Required work: From the items below, extract every line that contains the string "pillar".

Record extracts:
· · · · · · ·

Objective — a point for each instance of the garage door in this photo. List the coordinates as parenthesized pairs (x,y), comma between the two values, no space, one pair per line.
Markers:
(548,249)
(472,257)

· · · · · · ·

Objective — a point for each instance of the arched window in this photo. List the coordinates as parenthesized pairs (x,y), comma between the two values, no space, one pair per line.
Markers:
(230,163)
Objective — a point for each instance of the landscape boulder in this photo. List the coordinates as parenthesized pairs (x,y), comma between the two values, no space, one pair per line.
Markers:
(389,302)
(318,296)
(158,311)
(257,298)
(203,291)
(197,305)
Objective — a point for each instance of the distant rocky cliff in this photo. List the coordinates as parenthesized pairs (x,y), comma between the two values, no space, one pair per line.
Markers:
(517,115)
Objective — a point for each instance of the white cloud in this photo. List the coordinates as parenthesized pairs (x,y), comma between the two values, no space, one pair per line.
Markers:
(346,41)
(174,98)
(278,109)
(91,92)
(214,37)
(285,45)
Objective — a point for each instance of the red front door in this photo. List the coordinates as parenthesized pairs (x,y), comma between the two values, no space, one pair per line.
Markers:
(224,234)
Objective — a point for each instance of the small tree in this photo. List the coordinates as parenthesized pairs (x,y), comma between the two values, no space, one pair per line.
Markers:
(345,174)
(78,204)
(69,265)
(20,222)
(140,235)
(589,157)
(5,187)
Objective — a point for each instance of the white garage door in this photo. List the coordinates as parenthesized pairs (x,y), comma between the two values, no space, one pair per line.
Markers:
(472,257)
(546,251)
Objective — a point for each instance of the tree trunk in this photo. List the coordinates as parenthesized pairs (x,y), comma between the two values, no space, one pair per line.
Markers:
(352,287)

· · · · · · ·

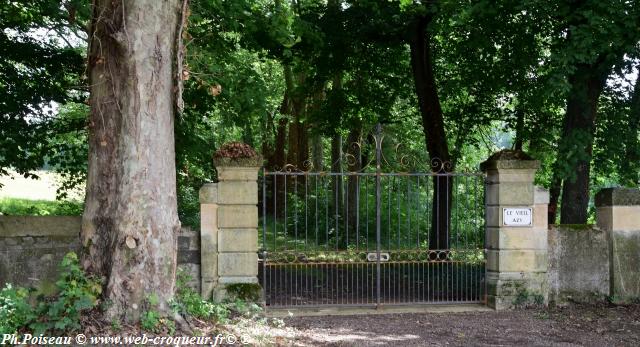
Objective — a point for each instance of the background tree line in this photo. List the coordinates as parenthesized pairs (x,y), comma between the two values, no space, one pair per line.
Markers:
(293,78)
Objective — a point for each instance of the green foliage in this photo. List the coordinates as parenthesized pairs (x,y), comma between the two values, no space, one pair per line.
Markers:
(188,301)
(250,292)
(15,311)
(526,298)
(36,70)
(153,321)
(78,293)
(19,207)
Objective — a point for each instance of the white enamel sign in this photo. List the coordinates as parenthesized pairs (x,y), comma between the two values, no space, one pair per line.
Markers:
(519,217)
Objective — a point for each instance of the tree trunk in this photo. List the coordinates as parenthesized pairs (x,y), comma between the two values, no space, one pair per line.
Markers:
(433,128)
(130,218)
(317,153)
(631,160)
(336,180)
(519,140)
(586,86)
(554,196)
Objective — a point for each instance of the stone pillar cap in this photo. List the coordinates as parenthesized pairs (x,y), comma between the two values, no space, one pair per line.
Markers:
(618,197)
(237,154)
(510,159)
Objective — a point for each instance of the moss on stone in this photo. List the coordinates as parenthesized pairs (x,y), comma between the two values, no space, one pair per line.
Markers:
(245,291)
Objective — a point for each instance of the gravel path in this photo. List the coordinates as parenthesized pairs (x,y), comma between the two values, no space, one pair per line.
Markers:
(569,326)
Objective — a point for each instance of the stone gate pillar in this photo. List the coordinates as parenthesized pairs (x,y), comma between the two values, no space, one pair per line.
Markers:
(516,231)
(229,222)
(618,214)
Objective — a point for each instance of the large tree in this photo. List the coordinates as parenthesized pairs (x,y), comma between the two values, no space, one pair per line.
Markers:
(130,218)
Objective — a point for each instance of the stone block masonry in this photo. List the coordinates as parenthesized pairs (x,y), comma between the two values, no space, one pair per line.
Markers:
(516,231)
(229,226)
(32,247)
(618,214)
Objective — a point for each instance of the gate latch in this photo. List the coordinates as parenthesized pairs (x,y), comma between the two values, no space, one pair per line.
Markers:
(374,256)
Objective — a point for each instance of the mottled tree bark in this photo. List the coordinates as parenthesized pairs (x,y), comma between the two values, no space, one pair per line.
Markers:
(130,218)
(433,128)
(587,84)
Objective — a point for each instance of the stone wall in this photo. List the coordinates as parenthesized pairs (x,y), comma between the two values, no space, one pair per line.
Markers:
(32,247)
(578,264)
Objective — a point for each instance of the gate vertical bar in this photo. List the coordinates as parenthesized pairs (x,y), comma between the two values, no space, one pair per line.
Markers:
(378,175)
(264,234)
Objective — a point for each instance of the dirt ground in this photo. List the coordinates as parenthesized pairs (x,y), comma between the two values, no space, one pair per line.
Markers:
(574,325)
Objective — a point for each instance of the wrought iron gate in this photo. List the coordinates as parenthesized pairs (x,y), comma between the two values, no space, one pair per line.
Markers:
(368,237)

· · · · · · ·

Solution:
Objective — a point for each instance of the stone pillar cap in this photo. List the coordinates as parenthesized pairs (x,y), comma between the two values, no space, one pair per line.
Objective — a point for each instance of the stone gate pillar in this photo. List the coordinates as parenthesized pairs (x,y), comma between the two values, no space, one pair per line.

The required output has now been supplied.